浪漫型艺术的内在精神表现为主体的内心生活,精神自身的原则需要有能够与之相适应的材料(媒介),即逐渐脱离外在客观性相而具观念性的材料,因此,浪漫型艺术的绘画、音乐及诗又被称为“主体的艺术”。埃尔德里奇(Eldridge)从主体哲学领域表述黑格尔的音乐哲学,论证了音乐的感性因素与观念性意义内在地消解于主体的内心生活[5](119)。不仅内容是主体性的,表现形式也是主体性的,而且当音乐转瞬即逝的艺术特点,在把这种内在的东西以作品的形式展现为一种客观存在时仍是主体性的。黑格尔指出了音乐的任务在于它把任何内容提供心灵体会,但这种内容并非像诗艺术所表达的那样,以一般概念的方式存在于意识当中;它也不同于雕刻艺术的内容,作为具体外在形象原已进入知觉的样子,或如绘画那样,内容由艺术的方式恰当地表现出来。音乐的内容按照它在主体内心世界中的样子,即音乐存在于内心生活。他提出单纯的内心生活是音乐掌握内容的形式,既然内心生活是音乐用来掌握内容的领域场,那么,它处理的就不是抽象的内心生活,而是凭借情感传达可以构成凝聚音乐精神性意义的素材②。由此,“音乐的内容是在本身上就是主体性的,表现也不是把这主体的内容变成一种在空间中持久存在的客观事物,而是通过它的不固定的自由动荡,显示出它这种传达本身并不能独立持久存在,而只能寄托在主体的内心生活上,而且也只能为主体的内心生活而存在”[6](333)。在论述声音材料的内在性时,黑格尔指出,单纯的声音没有内容,它需要通过艺术化的处理,即通过音结构才能表现内心生活。他对构成音乐的感性因素,诸如节拍、节奏、和声及旋律等基本要素的内在性通过哲学语境加以解读,以此论证它们与内心生活的关系。音乐中声音与内心生活的特殊关系,表现出主体最内在的自我和观念,音乐作品与主体之间不再如造型艺术那样是一种观照的关系,声音(物质材料)作为表现手段是符合内心生活的表现方式。
二、基于哲学意图的审美判断
黑格尔在《美学》中对音乐史事件的论述并不明确和详尽,但散见着的一些言论体现出他对不同时期音乐现象的理解与洞见。我们从他提到的格鲁克派与皮钦尼派有关歌剧的争论,法国卢梭等百科全书派与宫廷美学之间意大利歌剧之争,以及他所处的时代中罗西尼的两派之争,等等,考察他的音乐思想对具体音乐事件的解读。由此,他对音乐事件的审美判断也同样提供我们加深对他的音乐思想的把握。

(任务列表)
• 1. 在关于黑格尔音乐哲学的节选中,浪漫型艺术的绘画、音乐及诗又被称为什么?
• 2. 接续关于黑格尔音乐哲学的节选,自其最后一句之后继续撰写。

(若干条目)

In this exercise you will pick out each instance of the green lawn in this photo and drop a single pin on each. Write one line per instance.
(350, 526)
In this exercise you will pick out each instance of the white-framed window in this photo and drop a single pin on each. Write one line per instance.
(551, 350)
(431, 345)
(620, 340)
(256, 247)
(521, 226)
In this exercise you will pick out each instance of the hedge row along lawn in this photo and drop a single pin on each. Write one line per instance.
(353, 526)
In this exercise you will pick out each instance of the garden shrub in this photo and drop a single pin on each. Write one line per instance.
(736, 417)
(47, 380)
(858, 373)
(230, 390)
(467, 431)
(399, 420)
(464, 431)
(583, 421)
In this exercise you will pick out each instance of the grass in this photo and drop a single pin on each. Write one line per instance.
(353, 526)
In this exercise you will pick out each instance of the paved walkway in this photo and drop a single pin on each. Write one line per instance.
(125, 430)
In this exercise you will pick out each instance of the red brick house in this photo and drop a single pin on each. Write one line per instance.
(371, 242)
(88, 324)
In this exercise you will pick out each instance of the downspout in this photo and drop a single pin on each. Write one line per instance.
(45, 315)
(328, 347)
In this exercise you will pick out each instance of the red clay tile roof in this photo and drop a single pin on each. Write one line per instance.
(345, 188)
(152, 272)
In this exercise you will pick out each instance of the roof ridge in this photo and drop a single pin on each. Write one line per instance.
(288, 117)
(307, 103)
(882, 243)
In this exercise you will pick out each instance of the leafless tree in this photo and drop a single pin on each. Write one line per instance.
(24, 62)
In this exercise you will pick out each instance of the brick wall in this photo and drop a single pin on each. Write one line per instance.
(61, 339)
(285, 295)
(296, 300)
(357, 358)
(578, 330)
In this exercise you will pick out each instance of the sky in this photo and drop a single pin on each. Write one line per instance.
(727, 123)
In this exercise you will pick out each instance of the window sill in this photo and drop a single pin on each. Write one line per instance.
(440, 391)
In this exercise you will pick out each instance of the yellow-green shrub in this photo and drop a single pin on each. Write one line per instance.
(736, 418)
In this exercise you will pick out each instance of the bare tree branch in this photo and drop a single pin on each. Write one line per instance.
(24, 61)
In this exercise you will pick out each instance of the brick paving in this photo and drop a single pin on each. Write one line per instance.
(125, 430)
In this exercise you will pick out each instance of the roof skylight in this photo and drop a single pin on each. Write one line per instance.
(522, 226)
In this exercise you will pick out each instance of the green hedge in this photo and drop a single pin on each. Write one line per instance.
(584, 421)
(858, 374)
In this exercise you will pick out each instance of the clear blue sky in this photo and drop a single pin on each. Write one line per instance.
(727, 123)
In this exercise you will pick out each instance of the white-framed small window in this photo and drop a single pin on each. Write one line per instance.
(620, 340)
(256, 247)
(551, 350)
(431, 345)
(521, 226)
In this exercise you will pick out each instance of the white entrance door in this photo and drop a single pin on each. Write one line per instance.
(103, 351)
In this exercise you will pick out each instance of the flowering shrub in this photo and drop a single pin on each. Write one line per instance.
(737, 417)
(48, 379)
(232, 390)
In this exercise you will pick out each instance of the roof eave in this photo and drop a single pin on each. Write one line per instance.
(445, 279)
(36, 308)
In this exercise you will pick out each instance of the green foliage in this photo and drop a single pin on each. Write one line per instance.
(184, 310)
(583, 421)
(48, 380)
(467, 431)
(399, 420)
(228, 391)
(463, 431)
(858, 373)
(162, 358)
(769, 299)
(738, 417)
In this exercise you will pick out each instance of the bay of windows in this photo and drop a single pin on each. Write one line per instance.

(任务输出)
• 1. 它们又被称为"主体的艺术"。

• 2.
黑格尔在《美学》中并没有直接评价格鲁克改革。格鲁克对歌剧进行改革的想法受卢梭的美学思想影响,相对于意大利而言,法国音乐在早期较少富有旋律意味,受18世纪50年代改革运动的影响,格鲁克把法国歌剧和意大利歌剧成功地加以综合,与诗人卡尔扎比吉(1714—1795)创作了《阿尔切斯特》(1767)。在这部作品的题献序言中,格鲁克提出音乐为歌词服务,以满足表达故事的感情和情景的戏剧性。他打破返始咏叹调的传统,除掉意大利歌剧中的滥用行为,否认通过装饰音的炫耀技巧手法,通过增加序曲作为歌剧的组成部分,使乐队符合剧情要求,从而减弱咏叹调和宣叙调的对比[7](520)。格鲁克派与皮钦尼派争论歌剧中诗歌与音乐孰为第一的问题,格鲁克主张音乐必须服从诗歌,他遵循法国传统使音乐为诗歌和戏剧服务,否认音乐在戏剧中的独立身份;而皮钦尼代表那不勒斯乐派,擅长运用方言写作滑稽歌剧,他的歌剧遵循那不勒斯学派强调音乐的特点。格鲁克虽然提出“音乐为戏剧服务”,但也没有忽视诗歌与音乐的辩证关系。他曾写信给《伊菲姬尼在陶立德》的剧作者:“关于我请你写的那些歌词,我需要的是诗歌音节的诗句,如果你愿意配合我的音乐的话,请注意把响亮的长音节放在我指定给你的地方;这样,最后的一句诗应该阴沉而庄重。”[8](272)从这一意义上说,格鲁克继承歌剧诞生之初的佛罗伦萨宗旨,但在具体实践上超越了“佛罗伦萨之家”的作曲家们,进入到音乐与诗歌共同揭示歌剧剧情发展与刻画性格的本质。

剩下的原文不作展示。